Aim of the task: From the first line of the data through the line containing "Where can the green leaf", return each line exactly.

Stored entries
*** Begin section ***

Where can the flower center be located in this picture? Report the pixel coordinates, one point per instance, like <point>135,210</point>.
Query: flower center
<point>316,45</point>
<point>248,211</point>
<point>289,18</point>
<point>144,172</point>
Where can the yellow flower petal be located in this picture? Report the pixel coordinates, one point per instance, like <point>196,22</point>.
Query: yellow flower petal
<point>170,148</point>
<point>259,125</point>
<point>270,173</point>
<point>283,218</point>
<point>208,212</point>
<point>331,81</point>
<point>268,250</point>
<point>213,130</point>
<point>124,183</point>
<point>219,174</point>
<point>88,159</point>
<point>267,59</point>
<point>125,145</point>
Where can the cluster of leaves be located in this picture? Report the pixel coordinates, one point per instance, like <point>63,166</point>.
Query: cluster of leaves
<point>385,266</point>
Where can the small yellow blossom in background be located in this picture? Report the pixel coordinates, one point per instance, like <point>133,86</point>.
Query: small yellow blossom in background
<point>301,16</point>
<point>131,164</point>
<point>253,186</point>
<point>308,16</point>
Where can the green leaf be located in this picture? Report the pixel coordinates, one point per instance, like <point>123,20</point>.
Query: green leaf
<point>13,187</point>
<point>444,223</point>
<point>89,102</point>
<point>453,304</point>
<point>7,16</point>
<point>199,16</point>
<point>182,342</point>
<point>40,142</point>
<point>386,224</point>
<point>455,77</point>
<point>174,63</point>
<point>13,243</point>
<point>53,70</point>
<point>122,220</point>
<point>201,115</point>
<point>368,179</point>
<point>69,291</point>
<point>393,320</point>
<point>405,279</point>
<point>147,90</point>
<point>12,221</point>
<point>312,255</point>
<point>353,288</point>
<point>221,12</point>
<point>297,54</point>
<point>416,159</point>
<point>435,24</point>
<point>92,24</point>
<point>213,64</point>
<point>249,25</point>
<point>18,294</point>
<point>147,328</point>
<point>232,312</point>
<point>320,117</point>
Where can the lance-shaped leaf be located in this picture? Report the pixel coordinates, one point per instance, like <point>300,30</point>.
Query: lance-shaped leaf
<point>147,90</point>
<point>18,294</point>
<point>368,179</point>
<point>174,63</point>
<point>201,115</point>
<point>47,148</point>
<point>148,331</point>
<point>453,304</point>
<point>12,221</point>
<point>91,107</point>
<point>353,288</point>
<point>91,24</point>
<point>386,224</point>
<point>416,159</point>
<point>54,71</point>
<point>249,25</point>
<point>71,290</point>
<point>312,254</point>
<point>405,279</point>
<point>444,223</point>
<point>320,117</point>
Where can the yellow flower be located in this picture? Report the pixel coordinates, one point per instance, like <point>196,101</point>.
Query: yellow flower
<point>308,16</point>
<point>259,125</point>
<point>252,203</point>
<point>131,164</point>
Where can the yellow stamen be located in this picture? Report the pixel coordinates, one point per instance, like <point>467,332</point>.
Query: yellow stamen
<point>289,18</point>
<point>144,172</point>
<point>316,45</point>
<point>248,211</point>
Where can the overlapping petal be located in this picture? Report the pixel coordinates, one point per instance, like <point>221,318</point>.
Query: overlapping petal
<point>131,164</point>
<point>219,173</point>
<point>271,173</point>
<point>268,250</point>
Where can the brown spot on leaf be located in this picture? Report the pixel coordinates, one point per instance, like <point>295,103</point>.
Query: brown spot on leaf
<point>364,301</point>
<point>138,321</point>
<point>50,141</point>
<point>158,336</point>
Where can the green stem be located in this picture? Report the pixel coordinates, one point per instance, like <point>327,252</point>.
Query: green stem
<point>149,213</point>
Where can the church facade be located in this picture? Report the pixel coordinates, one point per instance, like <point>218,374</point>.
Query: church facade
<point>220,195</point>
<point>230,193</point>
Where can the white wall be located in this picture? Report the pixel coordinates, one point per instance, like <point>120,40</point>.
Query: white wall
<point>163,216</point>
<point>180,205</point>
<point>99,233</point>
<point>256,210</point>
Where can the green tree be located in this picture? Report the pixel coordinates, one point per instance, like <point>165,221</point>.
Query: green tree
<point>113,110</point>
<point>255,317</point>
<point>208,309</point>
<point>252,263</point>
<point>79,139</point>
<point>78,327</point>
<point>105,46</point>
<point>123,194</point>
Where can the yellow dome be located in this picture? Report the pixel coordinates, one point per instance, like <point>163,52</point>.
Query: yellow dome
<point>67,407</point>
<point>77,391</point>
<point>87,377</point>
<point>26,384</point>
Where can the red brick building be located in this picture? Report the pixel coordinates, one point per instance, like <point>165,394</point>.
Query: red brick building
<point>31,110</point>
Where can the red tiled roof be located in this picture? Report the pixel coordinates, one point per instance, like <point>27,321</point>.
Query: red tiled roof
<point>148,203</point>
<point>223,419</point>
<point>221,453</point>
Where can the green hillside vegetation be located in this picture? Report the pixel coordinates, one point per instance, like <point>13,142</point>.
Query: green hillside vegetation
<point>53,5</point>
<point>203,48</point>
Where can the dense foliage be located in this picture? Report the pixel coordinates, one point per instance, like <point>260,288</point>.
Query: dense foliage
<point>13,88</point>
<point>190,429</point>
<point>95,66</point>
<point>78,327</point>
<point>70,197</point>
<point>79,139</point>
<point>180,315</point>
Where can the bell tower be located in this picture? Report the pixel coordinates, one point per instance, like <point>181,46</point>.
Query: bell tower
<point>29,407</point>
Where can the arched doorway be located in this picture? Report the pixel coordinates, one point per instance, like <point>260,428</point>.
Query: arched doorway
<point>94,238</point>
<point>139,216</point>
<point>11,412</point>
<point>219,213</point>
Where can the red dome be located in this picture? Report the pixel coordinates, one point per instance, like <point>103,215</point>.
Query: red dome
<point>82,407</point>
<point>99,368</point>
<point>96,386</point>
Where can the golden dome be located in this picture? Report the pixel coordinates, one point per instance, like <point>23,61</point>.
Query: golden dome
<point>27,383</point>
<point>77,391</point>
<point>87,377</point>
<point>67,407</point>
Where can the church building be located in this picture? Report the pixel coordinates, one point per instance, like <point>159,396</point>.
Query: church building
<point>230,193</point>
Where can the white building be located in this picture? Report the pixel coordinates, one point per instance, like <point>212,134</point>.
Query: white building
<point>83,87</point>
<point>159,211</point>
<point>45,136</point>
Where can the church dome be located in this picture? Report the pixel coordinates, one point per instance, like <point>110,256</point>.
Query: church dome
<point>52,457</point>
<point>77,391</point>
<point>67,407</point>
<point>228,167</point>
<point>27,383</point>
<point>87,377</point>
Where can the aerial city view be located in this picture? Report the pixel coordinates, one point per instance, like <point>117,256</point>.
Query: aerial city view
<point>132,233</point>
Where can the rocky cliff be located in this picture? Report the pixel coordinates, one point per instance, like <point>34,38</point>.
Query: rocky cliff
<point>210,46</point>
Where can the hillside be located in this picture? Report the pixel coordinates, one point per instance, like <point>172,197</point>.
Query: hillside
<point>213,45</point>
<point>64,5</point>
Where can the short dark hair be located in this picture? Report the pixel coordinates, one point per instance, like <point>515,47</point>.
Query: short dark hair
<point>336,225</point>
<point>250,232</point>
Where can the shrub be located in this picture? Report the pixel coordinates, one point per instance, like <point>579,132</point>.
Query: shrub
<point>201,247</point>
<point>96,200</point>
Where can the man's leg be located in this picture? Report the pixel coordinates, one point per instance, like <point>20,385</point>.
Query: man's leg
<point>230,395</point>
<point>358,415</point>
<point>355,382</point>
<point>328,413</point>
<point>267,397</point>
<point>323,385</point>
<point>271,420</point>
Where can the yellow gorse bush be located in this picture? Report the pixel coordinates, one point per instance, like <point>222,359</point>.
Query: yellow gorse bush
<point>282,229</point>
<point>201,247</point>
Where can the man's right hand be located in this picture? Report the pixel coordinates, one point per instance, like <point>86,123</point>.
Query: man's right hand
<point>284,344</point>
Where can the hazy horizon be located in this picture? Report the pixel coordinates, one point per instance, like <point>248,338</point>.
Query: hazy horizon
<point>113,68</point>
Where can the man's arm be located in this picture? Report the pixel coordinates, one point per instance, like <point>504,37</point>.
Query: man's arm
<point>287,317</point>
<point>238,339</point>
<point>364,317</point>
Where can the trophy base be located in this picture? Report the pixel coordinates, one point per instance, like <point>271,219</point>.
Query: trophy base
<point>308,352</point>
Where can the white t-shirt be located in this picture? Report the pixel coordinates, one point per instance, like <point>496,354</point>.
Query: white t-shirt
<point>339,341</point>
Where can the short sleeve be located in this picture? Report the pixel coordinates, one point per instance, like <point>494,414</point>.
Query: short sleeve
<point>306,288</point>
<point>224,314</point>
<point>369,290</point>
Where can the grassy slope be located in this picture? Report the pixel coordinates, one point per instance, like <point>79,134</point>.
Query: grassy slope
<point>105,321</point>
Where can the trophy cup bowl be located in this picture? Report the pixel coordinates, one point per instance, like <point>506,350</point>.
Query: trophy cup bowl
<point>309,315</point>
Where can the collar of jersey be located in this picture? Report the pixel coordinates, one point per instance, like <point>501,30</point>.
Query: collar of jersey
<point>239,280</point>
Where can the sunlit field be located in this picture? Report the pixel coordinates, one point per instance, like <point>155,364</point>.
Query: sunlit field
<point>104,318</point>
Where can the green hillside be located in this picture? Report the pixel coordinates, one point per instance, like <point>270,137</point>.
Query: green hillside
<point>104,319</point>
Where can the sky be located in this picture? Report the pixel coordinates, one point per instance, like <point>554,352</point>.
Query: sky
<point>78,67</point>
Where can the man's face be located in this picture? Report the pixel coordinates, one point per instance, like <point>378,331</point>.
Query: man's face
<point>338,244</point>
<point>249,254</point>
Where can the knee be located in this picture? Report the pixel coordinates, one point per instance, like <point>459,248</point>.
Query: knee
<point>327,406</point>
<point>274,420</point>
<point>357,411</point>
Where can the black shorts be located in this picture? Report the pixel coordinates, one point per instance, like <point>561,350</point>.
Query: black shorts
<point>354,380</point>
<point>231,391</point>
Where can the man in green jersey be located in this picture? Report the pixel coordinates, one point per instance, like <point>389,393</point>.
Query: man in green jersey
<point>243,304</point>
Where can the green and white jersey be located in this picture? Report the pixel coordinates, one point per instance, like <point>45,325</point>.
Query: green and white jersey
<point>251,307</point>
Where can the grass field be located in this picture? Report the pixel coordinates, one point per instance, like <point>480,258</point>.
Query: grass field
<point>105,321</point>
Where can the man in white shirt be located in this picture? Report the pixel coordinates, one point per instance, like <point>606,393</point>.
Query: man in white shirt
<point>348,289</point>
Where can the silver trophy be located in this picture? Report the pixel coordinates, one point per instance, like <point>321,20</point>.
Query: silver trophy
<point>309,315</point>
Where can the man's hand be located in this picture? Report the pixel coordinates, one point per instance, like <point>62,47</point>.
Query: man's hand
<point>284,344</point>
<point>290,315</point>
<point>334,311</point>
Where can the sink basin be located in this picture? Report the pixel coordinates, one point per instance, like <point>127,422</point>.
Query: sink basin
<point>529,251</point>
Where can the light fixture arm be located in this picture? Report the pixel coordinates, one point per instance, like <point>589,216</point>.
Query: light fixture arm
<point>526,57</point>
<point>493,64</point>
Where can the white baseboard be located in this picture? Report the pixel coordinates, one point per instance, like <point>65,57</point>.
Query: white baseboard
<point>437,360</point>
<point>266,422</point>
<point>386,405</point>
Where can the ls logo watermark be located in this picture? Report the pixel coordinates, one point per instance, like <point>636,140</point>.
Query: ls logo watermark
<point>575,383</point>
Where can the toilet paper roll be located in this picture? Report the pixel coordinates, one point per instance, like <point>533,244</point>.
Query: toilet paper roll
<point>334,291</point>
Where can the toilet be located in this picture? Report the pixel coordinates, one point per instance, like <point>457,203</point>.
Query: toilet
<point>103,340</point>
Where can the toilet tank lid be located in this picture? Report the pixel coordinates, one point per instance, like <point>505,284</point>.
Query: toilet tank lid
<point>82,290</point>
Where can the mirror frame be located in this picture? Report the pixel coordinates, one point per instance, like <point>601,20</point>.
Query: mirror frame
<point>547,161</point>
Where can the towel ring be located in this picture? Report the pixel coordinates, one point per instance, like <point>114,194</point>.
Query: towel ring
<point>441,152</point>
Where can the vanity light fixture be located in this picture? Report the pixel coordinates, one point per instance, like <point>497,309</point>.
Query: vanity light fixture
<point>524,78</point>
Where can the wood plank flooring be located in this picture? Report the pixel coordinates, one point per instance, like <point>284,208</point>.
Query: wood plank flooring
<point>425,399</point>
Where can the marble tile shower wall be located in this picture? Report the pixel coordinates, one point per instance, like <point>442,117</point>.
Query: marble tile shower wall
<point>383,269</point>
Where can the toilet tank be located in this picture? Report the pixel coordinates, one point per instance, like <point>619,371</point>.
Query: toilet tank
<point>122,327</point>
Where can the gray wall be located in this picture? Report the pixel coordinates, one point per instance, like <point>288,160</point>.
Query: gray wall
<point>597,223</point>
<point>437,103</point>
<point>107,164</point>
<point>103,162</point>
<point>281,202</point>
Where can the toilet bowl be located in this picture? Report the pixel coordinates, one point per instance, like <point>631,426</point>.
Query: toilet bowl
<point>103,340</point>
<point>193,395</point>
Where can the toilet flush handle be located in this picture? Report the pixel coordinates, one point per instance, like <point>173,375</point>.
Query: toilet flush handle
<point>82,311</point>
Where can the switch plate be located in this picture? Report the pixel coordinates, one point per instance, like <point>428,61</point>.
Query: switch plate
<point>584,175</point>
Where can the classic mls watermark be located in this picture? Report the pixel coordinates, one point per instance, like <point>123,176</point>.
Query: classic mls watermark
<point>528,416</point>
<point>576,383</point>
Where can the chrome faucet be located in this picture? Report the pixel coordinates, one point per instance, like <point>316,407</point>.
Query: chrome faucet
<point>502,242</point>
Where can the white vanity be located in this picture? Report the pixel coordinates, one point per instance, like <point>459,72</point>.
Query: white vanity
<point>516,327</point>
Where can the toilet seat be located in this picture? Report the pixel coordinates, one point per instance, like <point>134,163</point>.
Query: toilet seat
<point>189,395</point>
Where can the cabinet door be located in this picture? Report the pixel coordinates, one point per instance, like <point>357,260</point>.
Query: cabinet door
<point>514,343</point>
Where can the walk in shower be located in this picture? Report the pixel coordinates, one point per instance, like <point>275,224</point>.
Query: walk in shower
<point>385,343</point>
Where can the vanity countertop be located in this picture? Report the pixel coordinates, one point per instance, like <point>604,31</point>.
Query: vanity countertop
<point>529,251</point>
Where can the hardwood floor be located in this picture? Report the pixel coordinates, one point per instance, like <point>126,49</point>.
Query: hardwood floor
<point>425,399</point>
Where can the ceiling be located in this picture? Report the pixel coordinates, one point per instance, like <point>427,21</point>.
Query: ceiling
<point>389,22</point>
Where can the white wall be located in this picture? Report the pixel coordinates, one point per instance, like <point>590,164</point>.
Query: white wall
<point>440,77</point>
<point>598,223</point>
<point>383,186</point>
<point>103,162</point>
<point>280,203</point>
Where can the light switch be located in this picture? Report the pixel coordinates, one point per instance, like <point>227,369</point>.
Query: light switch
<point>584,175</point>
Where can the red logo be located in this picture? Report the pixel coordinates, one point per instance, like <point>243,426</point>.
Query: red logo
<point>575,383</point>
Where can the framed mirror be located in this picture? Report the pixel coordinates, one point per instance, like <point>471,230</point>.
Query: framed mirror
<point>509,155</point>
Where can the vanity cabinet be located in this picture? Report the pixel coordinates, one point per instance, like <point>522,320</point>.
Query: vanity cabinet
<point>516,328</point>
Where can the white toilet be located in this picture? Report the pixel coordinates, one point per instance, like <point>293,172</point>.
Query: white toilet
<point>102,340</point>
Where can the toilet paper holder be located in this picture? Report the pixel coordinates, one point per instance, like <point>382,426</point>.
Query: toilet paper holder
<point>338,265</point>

*** End section ***

Problem solution:
Where can the flower center be located in this picture? Report the pixel coordinates, one point per instance, like <point>135,210</point>.
Query: flower center
<point>316,45</point>
<point>248,211</point>
<point>289,18</point>
<point>144,172</point>
Where can the yellow flower petal be located in this picture? Report the pixel coordinates, one point per instance, like <point>196,22</point>.
Query: yellow flower petal
<point>170,148</point>
<point>259,125</point>
<point>270,173</point>
<point>283,218</point>
<point>208,212</point>
<point>331,81</point>
<point>268,250</point>
<point>213,130</point>
<point>124,183</point>
<point>219,174</point>
<point>88,159</point>
<point>267,59</point>
<point>125,145</point>
Where can the cluster of leaves be located in this picture? Report the pixel coordinates, one point per instance, like <point>63,166</point>.
Query: cluster of leaves
<point>385,266</point>
Where can the small yellow blossom in background be located in this picture? Report the pixel coordinates, one point per instance, like <point>133,86</point>.
Query: small yellow blossom in background
<point>301,16</point>
<point>131,164</point>
<point>253,186</point>
<point>308,16</point>
Where can the green leaf be located in this picture? Report the pixel coordinates, one point per instance, like <point>123,20</point>.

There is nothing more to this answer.